Think about this. When we see the sun do we ‘see it’ when the light enters our eyes? Quite obviously, yes we do. Under the ESC light left the Sun 8.3 minutes prior to entering our eyes. This allows for transit time at the two-way speed of light c = 299,792.458 km/s, and it is chosen so that the one-way speed equals this.

Alternatively we could have chosen a different convention, the Asynchronous Simultaneity Convention (ASC) where the incoming speed of light, the one-way speed, is infinite. Since this is not a measurable quantity in the Universe, and is related to the convention we use, we are free to choose. You can look this stuff up, but nothing I am saying here is outside of standard relativity theory.

In such a case as this we also see the sun the moment the light enters our eyes, but this time the transit time is not 8.3 minutes, but zero. It arrives instantaneously. This timing convention (ASC) is probably the one most people automatically assume when they see events occur in their normal life. They don’t normally allow for the transit time of light at the speed c and deduct that amount of time to correct for when it ‘really’ happened. This is because in our experience the value of c for the two-way speed of light is so large. One might argue, for example, that all people prior to the last 300 years used the ASC, not the ESC, because the two-way speed of light had not yet been well measured. The first real measurement was by Römer in 1676.

◆ Work instruction 1: Summarize the passage on simultaneity conventions in two sentences.
◆ Work instruction 2: Please copy the passage on simultaneity conventions word for word, starting at the words "Alternatively we could" and ending after "standard relativity theory.".

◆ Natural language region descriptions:
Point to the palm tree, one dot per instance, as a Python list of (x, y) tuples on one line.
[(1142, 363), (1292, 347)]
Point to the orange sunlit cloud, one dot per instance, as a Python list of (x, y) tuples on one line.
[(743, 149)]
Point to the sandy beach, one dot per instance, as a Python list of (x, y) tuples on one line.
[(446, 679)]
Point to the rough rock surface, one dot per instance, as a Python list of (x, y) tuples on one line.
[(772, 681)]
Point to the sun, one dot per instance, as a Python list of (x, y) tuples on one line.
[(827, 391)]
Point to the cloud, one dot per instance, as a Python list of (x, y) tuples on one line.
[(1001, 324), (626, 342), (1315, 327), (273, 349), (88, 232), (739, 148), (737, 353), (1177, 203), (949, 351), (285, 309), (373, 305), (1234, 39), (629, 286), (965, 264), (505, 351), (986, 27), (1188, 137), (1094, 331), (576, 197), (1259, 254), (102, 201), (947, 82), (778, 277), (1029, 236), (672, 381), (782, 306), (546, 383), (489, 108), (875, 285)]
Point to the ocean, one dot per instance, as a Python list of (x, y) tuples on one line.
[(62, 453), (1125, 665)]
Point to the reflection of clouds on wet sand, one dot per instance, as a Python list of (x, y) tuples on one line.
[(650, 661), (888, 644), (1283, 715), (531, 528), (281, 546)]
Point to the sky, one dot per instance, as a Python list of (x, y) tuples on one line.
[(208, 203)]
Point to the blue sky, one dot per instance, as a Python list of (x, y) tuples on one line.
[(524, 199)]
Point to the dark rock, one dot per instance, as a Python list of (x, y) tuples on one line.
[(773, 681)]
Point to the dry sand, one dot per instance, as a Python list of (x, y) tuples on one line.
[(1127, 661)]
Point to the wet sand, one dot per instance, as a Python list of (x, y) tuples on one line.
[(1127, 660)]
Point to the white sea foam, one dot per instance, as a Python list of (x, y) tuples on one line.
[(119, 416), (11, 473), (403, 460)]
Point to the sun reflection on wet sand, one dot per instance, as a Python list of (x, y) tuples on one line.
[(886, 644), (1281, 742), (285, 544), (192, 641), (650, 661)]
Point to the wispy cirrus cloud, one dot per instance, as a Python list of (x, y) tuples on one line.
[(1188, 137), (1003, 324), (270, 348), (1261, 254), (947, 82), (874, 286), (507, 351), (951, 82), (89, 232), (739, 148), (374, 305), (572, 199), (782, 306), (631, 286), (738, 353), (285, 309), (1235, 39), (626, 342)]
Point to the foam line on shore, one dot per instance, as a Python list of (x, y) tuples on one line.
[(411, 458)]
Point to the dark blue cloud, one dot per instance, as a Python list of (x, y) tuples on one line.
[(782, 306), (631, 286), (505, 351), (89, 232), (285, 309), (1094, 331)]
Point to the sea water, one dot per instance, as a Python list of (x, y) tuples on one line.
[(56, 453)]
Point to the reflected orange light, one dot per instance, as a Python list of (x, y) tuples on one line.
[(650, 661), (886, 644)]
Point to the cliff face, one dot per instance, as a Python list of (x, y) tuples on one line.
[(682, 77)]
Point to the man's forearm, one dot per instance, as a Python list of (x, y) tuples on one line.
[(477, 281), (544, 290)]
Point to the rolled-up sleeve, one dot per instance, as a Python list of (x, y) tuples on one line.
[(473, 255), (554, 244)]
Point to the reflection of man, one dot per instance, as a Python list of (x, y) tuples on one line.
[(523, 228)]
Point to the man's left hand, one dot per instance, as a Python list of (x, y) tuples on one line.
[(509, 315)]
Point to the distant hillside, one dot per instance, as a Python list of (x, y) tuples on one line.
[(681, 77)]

◆ Response box 1: Under the ESC, sunlight leaves the Sun 8.3 minutes before entering our eyes, making the one-way speed equal to the two-way speed c. Under the ASC, the one-way speed is infinite and the transit time is zero; the passage suggests most people assume this convention in daily life because c is so large, and argues that people before the last 300 years used it, since the two-way speed was not well measured until Römer's first real measurement in 1676.

◆ Response box 2:
Alternatively we could have chosen a different convention, the Asynchronous Simultaneity Convention (ASC) where the incoming speed of light, the one-way speed, is infinite. Since this is not a measurable quantity in the Universe, and is related to the convention we use, we are free to choose. You can look this stuff up, but nothing I am saying here is outside of standard relativity theory.